▸ REQUEST: Below are records; reproduce exactly the lines from the one containing "Point out every instance of the dark mountain" through the end, both included, and only those.

Entries from a pointing dataset:
[Start]

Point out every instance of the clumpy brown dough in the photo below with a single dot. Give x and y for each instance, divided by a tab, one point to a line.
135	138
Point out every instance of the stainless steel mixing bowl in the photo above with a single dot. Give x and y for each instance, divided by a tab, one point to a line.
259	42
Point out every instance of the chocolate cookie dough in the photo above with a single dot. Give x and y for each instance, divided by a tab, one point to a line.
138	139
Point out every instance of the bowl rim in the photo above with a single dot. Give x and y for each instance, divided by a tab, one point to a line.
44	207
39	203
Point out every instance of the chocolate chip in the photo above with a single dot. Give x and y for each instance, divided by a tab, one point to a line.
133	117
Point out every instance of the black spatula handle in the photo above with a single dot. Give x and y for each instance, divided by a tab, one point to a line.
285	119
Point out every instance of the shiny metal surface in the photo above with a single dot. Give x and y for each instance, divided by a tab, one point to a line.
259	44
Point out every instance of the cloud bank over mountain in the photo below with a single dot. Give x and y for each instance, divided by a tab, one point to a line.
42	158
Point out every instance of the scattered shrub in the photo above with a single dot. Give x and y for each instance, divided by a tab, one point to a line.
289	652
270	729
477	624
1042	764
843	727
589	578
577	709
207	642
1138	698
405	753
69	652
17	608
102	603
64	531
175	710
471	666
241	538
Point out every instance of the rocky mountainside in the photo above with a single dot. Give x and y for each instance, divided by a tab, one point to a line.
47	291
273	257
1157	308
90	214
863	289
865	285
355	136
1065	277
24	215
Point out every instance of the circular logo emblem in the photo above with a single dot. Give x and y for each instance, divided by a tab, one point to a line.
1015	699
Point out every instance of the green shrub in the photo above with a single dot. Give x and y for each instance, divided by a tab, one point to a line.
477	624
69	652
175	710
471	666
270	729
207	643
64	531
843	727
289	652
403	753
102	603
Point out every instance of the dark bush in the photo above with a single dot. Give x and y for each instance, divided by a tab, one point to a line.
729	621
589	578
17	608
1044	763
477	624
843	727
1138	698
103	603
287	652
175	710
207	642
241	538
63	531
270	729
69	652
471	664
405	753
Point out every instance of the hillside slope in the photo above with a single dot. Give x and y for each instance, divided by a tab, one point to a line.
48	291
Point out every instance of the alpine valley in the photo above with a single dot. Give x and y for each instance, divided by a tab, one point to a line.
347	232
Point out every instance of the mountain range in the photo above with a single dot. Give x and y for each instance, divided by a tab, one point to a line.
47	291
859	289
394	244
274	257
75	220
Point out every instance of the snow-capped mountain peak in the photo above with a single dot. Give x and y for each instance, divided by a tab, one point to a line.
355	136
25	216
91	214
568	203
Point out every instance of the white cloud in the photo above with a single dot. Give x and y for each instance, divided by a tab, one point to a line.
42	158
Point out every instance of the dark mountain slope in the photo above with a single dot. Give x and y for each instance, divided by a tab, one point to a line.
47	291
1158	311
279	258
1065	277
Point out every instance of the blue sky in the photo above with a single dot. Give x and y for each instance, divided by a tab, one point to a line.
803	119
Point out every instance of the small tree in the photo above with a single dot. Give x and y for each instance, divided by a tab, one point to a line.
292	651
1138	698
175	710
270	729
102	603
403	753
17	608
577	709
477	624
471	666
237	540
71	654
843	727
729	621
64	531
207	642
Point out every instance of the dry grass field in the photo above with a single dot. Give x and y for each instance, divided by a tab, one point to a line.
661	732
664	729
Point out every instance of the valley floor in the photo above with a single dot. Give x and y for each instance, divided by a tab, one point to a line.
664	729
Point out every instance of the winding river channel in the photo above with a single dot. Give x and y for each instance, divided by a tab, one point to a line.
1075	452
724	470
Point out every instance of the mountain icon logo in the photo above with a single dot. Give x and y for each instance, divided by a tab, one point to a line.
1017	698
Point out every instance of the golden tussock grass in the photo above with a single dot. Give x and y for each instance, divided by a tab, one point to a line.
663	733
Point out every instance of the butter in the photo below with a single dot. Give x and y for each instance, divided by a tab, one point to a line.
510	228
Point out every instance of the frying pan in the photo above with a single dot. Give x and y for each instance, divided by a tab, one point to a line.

[End]

▸ OUTPUT FOR THIS TASK:
Point out every instance of the dark mountain slope in the photo above with a single dot. Give x and y for each instance, divided by a tab, one point to a line.
47	291
1158	311
279	258
1065	277
Point out every instance of the blue sky in the photo above with a single dot. Give x and y for each instance, divided by a tab, one point to a line.
803	119
Point out every instance of the small tree in the photo above with a single dot. Give x and y for each instance, divided by a tab, one point to a line.
292	651
1138	698
175	710
270	729
102	603
403	753
17	608
577	709
477	624
471	666
237	540
71	654
843	727
729	621
64	531
207	642
Point out every instance of the dry grass field in the photo above with a single dot. Give x and y for each instance, divided by a tab, one point to a line.
661	732
664	729
Point out every instance of the valley floor in the photo above with a single dot. Give x and y for each instance, divided by a tab, one point to a line.
664	729
Point out every instance of the winding river channel in the photo above with a single dot. Give x and y for each instance, divided by a tab, one point to a line.
1075	452
724	470
Point out every instance of the mountain icon logo in the photo above with a single dot. Give x and y for each instance, divided by a tab, one point to a line.
1017	698
Point out every instance of the golden tussock grass in the photo above with a single dot. Give x and y for each instance, divided by a tab, one point to a line.
663	733
Point out every instance of the butter in the photo below with a single dot. Give x and y for each instance, divided by a tab, one point to a line.
510	228
Point out every instance of the frying pan in the photo above with a single dot. Give x and y for each instance, divided by a tab, one point to a line.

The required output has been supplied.